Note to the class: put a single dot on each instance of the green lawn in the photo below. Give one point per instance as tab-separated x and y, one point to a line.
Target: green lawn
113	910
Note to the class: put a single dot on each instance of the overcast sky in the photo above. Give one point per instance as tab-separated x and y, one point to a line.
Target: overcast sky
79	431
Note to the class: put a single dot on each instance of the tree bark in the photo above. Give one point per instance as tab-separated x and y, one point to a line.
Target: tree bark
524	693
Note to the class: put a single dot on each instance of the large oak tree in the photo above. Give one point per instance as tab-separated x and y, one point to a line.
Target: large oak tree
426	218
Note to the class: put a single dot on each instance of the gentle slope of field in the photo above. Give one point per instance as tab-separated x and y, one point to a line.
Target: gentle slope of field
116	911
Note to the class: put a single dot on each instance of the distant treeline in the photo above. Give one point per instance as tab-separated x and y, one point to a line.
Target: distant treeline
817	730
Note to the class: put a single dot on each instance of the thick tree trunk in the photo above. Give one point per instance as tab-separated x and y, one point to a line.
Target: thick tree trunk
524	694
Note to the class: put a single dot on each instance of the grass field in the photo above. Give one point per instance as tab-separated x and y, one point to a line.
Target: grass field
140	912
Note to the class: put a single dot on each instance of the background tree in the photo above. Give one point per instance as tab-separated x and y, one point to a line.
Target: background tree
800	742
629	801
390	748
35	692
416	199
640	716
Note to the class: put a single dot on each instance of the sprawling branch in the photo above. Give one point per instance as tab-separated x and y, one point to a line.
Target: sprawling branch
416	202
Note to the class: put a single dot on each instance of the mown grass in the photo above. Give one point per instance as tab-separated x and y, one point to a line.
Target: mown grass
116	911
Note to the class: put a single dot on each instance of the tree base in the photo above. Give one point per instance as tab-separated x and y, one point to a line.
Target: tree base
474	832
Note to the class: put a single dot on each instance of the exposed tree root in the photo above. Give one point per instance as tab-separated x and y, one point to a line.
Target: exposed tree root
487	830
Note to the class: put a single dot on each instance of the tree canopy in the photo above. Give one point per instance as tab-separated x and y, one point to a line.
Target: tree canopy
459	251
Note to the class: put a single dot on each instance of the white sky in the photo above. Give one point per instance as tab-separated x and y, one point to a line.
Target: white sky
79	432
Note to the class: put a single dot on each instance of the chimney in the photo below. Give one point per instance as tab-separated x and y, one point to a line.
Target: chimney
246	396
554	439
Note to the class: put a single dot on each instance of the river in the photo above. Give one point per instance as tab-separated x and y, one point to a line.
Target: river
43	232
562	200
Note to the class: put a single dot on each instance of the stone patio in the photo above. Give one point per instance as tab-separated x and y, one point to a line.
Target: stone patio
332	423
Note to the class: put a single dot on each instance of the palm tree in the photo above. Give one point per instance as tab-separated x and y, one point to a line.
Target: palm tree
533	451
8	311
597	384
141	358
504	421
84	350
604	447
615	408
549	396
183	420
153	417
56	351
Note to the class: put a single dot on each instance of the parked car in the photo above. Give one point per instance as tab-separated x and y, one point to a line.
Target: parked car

▶ _What is expected_: From the first entry above to the last, repeat everything exactly.

▶ _Response box_:
Note to the class: put a single dot on each instance of the green lawn in the photo below. Give one point per instance as tab-separated x and y, one point to a line.
Target: green lawn
113	910
Note to the class: put a single dot on each instance of the overcast sky in the photo above. Give one point per instance as tab-separated x and y, one point to a line.
Target: overcast sky
79	431
Note to the class: put a single dot on each instance of the tree bark in the photo above. Give one point per instance as tab-separated x and y, one point to a line.
Target: tree bark
524	693
Note to the class: put a single dot on each instance of the large oak tree in the photo above. Give one point per instance as tab-separated x and y, one point to a line.
Target: large oak tree
426	218
Note to the class: put a single dot on each instance of the gentle slope of field in the photo above. Give one point per instance as tab-separated x and y, one point to a line.
Target: gentle slope of field
116	911
Note to the class: put a single dot on each instance of the distant treeline in the photo above. Give one point per instance as tab-separated x and y, one point to a line.
Target: distant treeline
817	730
Note to the class: put a single dot on each instance of the thick tree trunk in the photo above. Give one point per instance as tab-separated x and y, one point to a line.
Target: thick tree trunk
524	694
Note to the class: put a single dot on each instance of the grass field in the photo above. Give one point per instance as tab-separated x and y, one point to a line.
Target: grass field
140	912
Note to the class: put a single dot on each instance of the background tree in the photo above. Give one point per instance as tab-separated x and y, one point to a line.
Target: background tree
800	742
629	801
390	748
35	692
416	199
640	716
Note to the class: put a single dot on each instance of the sprawling branch in the photo above. Give one point per instance as tab-separated x and y, one point to a line.
Target: sprawling branch
416	202
Note to the class: put a single dot on each instance of the mown grass in the photo above. Give one point per instance as tab-separated x and y, one point to a line.
Target: mown grass
116	911
Note to the class: put a single dot on each instance of the tree base in the photo above. Give one point per instance as tab-separated x and y, one point to a line.
Target: tree base
474	832
Note to the class: put a single dot on each instance of the exposed tree root in the photo above. Give one point per instance as tab-separated x and y, one point to a line.
Target: exposed tree root
487	830
Note to the class: put a single dot on each instance of the tree canopy in the photo above. Give one point per instance as tab-separated x and y, one point to a line.
Target: tree canopy
459	251
Note to the class: put a single dot on each instance of the white sky in the photo above. Give one point per instance as tab-separated x and y, one point to a line.
Target: white sky
79	432
Note to the class: put a single dot on each instance of the chimney in the photo below. Give one point per instance as tab-separated x and y, one point to a line.
Target: chimney
246	396
554	439
Note to the class: put a single dot on each instance of the river in the photo above. Give one point per instance as tab-separated x and y, one point to a line.
Target: river
43	232
562	200
Note to the class: put a single dot on each instance of the stone patio in the photo above. Give one point per instance as tab-separated x and y, one point to a line.
Target: stone patio
332	423
Note to the class: put a single dot on each instance of the palm tree in the photo above. Give one point per instance as tab-separated x and y, one point to a line.
Target: palm tree
533	451
8	311
597	384
141	358
504	421
84	350
604	447
615	408
549	396
183	420
153	417
56	351
Note to the class: put a single dot on each instance of the parked car in the photo above. Give one point per instance as tab-separated x and y, one point to a line.
Target: parked car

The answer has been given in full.